▸ Short exercise: Pull out each line in the entries below that contains the string "light", treating uppercase and lowercase as different.

▸ Task inputs:
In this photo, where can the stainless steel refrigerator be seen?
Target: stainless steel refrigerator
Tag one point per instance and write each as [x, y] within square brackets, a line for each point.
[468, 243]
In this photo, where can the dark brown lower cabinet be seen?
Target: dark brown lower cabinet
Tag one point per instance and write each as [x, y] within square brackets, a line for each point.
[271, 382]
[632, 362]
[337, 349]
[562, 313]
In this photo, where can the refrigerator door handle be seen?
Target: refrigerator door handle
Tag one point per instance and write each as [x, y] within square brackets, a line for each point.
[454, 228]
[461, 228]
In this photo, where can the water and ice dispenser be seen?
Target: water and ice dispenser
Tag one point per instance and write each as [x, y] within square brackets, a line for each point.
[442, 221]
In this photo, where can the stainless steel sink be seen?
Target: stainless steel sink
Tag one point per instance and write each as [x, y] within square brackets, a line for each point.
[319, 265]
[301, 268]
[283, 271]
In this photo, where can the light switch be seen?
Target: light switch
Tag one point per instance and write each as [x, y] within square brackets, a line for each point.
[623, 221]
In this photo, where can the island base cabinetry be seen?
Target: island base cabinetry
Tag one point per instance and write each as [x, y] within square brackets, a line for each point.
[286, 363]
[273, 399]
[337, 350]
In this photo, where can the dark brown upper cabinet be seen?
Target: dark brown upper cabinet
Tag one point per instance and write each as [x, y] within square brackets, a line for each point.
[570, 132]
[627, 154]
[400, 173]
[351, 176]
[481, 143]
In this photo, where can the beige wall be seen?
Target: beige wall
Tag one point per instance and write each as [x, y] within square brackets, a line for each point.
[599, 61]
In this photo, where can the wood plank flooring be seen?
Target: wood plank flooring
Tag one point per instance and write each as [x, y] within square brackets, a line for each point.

--

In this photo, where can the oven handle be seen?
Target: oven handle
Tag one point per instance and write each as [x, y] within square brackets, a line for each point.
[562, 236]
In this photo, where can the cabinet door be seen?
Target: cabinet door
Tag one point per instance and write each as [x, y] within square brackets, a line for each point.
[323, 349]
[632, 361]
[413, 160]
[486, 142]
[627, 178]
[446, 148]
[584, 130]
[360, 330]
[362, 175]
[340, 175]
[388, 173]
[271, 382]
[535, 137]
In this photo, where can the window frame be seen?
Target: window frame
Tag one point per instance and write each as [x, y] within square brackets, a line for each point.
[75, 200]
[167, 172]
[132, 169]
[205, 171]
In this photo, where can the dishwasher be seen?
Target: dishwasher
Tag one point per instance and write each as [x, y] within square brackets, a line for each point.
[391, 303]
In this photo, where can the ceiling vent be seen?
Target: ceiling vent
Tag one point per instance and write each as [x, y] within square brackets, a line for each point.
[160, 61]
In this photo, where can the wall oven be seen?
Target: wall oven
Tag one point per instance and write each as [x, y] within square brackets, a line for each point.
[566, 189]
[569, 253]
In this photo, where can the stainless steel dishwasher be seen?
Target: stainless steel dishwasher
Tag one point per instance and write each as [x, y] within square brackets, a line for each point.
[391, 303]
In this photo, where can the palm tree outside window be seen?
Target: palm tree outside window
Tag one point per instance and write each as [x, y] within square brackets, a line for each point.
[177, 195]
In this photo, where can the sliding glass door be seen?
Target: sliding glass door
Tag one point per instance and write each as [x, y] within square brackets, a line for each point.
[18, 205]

▸ Answer for this exercise:
In this photo, where can the light switch be seen?
Target: light switch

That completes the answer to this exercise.